EXERCISE PROMPT: Count the lines in the data below that contain the word "white". Case counts, and the answer is only the number.

DATA SHOWN:
----------
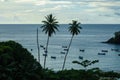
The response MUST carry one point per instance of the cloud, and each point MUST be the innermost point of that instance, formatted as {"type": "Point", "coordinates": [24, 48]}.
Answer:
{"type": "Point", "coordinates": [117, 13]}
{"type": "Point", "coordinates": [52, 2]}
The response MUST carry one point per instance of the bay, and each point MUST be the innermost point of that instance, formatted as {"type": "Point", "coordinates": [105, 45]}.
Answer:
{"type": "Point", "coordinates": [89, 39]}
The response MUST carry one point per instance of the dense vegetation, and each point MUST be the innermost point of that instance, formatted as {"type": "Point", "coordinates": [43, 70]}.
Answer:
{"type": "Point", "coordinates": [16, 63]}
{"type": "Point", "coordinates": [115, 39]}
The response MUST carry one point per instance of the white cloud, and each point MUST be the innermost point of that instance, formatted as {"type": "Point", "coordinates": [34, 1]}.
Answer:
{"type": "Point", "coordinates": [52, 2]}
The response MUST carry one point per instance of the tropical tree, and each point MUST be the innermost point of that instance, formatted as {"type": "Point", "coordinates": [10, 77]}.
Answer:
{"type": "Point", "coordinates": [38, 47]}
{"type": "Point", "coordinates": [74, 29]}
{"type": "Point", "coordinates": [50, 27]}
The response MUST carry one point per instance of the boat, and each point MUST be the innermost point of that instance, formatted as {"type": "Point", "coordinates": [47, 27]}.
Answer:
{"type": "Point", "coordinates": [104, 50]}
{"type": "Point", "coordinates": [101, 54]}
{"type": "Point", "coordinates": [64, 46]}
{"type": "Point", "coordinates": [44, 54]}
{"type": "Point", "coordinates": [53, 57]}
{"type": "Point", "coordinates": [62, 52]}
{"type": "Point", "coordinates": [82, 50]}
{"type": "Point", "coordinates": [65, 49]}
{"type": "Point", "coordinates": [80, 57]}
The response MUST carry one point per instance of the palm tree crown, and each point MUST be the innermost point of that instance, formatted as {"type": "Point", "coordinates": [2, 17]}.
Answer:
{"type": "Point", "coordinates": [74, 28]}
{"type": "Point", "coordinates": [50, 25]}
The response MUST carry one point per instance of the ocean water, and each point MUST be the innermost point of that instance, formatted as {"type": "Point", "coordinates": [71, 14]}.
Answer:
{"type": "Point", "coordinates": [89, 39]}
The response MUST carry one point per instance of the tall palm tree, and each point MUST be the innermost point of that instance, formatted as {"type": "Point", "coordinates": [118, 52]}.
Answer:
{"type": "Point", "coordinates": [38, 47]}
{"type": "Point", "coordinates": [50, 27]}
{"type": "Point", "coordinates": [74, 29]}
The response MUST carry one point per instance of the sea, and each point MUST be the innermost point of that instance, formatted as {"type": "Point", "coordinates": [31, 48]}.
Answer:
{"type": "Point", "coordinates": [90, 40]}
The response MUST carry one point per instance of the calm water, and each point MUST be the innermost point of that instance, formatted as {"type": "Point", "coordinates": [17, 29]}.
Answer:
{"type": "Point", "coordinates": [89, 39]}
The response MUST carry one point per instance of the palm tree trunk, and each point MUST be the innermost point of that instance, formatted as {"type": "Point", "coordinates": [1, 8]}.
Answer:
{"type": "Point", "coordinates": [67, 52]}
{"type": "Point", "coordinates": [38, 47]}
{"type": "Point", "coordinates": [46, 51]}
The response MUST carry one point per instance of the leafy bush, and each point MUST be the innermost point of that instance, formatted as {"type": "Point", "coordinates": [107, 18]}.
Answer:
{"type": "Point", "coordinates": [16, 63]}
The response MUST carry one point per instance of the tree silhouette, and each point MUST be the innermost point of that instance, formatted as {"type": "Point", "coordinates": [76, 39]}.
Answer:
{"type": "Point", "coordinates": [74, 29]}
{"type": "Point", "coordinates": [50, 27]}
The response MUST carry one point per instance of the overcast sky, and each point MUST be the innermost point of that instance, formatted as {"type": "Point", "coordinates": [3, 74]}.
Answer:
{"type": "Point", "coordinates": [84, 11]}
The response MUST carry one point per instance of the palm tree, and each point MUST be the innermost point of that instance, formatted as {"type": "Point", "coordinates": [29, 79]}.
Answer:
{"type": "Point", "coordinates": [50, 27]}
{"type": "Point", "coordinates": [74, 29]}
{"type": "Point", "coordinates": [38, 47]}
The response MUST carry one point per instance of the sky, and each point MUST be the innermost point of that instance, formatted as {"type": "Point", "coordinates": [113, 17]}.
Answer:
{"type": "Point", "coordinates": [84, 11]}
----------
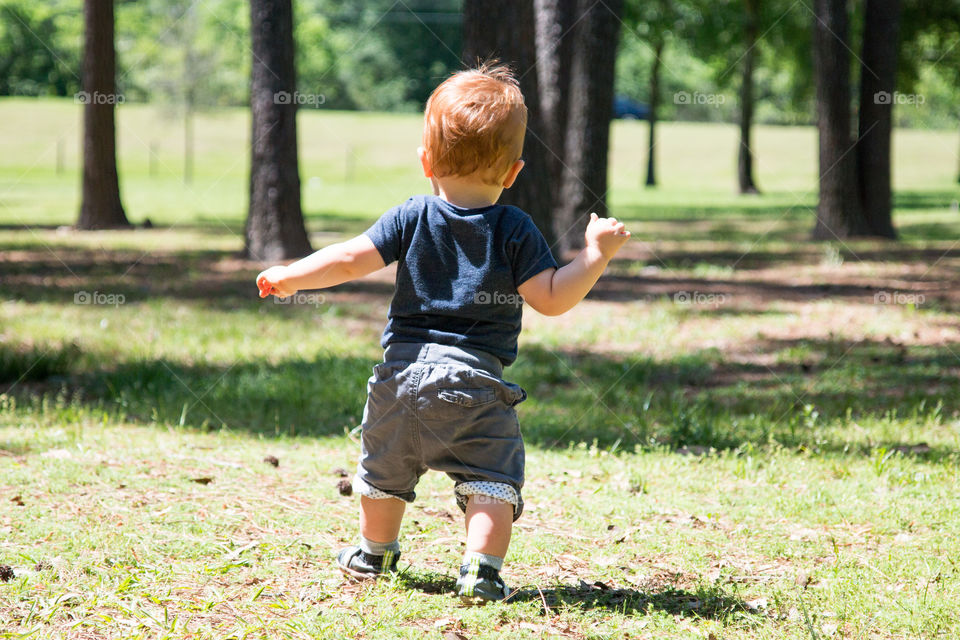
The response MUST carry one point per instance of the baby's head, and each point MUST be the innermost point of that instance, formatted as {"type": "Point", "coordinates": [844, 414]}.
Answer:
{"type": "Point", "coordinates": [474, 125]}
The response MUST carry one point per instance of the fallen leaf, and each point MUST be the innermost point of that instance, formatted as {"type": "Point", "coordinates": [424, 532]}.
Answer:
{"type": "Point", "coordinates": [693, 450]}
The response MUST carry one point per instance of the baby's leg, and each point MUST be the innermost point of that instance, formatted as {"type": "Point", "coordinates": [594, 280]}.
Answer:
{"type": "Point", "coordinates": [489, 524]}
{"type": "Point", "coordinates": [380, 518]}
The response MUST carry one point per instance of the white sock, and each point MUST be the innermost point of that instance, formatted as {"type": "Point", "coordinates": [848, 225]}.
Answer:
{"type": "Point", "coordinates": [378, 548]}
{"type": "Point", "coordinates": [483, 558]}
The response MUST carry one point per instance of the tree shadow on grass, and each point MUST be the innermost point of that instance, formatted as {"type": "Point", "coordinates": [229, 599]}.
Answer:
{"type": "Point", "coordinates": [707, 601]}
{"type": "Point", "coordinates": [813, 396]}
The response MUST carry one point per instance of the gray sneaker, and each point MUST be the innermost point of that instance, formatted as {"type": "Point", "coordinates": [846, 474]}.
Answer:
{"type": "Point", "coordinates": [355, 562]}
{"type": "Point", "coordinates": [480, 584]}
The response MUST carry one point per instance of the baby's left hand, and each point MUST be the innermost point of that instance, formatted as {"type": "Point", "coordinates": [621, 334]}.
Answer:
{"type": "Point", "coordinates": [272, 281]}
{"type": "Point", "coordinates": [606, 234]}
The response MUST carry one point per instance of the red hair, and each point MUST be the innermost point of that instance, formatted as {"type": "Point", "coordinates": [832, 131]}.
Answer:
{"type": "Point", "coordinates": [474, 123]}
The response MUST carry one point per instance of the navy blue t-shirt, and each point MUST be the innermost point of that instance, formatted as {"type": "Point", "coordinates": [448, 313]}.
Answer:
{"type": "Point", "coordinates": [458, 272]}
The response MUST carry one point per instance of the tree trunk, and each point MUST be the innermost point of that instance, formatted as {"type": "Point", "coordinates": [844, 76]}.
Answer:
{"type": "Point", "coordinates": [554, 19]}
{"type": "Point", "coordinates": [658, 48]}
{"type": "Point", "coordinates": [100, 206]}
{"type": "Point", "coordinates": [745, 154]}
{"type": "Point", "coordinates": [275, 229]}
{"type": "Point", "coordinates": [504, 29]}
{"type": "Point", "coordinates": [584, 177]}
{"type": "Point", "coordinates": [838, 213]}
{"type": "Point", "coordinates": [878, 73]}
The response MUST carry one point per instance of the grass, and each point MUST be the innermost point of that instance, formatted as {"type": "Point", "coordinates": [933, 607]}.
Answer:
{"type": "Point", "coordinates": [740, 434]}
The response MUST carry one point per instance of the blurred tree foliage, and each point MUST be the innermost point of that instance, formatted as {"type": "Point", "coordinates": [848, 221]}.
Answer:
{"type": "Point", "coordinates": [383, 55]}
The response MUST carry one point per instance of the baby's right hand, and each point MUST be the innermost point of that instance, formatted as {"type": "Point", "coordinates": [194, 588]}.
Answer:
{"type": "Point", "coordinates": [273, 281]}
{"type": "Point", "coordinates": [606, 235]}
----------
OUTPUT FOR THIS TASK: 2